TASK PROMPT: Give the material below as a two-column CSV headed input,output, with one row for each line that begins with "Pin the": put that line in the input field and every coordinate pair following it in the output field. Quote each field and replace any line breaks with spaces.

SUPPLIED ENTRIES:
* * *
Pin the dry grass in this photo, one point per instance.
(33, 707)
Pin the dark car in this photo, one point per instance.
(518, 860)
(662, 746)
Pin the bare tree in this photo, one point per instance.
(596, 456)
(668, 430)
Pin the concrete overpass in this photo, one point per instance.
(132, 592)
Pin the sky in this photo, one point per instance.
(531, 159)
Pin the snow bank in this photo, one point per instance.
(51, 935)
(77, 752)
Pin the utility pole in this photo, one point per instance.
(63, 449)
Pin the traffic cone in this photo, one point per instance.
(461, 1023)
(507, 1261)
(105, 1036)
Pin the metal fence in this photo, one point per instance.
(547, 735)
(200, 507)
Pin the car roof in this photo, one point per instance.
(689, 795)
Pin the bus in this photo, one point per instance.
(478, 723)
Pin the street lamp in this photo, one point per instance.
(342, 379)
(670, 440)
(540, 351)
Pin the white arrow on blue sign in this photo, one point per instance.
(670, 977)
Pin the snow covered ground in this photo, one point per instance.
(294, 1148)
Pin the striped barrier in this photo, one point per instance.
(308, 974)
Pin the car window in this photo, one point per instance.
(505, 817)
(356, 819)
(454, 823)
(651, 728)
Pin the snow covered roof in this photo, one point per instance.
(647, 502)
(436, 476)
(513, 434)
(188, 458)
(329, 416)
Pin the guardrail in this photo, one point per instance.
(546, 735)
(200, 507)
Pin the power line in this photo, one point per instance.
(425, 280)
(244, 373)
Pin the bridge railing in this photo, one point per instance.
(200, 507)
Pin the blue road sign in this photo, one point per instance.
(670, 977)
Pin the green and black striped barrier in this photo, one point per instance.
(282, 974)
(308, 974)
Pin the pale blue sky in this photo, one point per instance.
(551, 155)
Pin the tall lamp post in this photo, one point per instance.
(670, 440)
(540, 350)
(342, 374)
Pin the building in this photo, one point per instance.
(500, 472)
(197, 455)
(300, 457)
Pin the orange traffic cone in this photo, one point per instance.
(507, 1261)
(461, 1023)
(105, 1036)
* * *
THE SOLUTION:
input,output
"Pin the dry grass in this photo, one point per instance.","(33, 707)"
"Pin the dark car in this photo, one point per instance.","(518, 860) (662, 746)"
"Pin the bare tree in this photo, one point per instance.","(596, 456) (668, 430)"
"Pin the concrete overpass in this photo, one point per instance.","(132, 592)"
"Pin the sky in this photo, one point per instance.","(531, 159)"
"Pin the snow bank in this photo, one point per instance.","(51, 935) (77, 752)"
"Pin the utility pole in this photo, one point per instance.","(63, 449)"
"Pin the traffic cone in this photo, one point per instance.","(461, 1023) (507, 1261) (105, 1036)"
"Pin the metal fence in this photo, one point per instance.","(547, 735) (200, 507)"
"Pin the car roof in this photo, one point per instance.","(689, 795)"
"Pin the bus in this photo, one point per instance.","(478, 723)"
"Pin the street lamp in this photo, one point per instance.","(342, 379) (670, 440) (540, 351)"
"Pin the white arrow on blue sign in this photo, one point per instance.","(670, 977)"
"Pin the snow covered ground in this photo, one point per instance.","(294, 1148)"
"Pin the striped barrier in this photo, one point per instance.","(308, 974)"
"Pin the car window in this photo, one point per instance.","(505, 817) (356, 819) (454, 823) (651, 728)"
"Pin the snow covered roof in this photo, one point per instance.","(647, 502) (436, 476) (513, 434) (188, 458) (329, 416)"
"Pin the guardrail in this photo, one point per instance.","(546, 735) (200, 507)"
"Pin the power line in this photo, one point per instance.","(425, 280) (244, 373)"
"Pin the bridge railing in this photo, one point per instance.","(200, 507)"
"Pin the blue road sign in this photo, one point per instance.","(670, 977)"
"Pin the green and black striped barrier in this photo, one point per instance.","(282, 974) (308, 974)"
"Pin the pale blue sky in this photo, one point per instance.","(551, 155)"
"Pin the tall lamp post in this photo, one point per instance.","(670, 440) (540, 350) (342, 374)"
"Pin the building in this photo, one point per instance.","(500, 472) (197, 455) (300, 457)"
"Pin the orange traffic cone in this photo, one point per instance.","(507, 1261) (461, 1023) (105, 1036)"